Verbatim transcription with images omitted: return the entries below in full.

(Stored data entries)
· · · · ·
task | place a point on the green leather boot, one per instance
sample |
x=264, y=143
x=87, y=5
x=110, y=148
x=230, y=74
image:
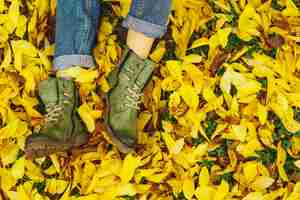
· · · · ·
- [PROBLEM SOLUTION]
task | place a point on the green leather boot, one per instance
sample |
x=264, y=143
x=87, y=5
x=110, y=148
x=230, y=74
image:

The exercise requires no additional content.